** Opening Data extract block **
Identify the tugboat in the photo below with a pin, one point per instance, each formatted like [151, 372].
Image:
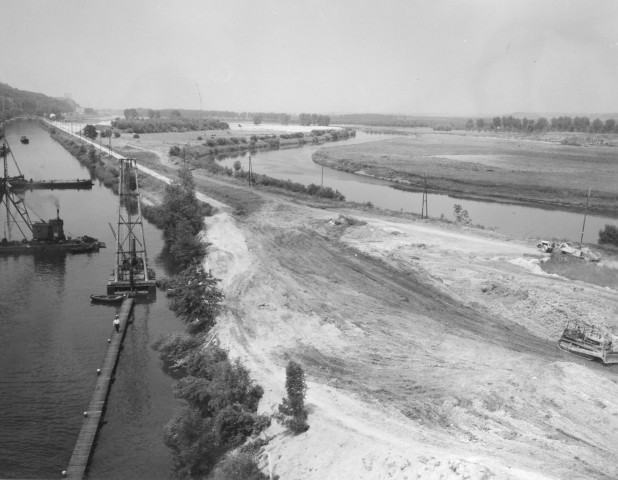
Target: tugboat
[588, 342]
[38, 236]
[49, 237]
** Closing Data extract block **
Exercise requirements
For this exercise, transcribe the entries verbatim and skip all pictures.

Solution to the problem
Identify the tugboat in the photo below with a pin, one point per instance, each formatted like [151, 372].
Image:
Target: tugboat
[588, 342]
[38, 236]
[49, 237]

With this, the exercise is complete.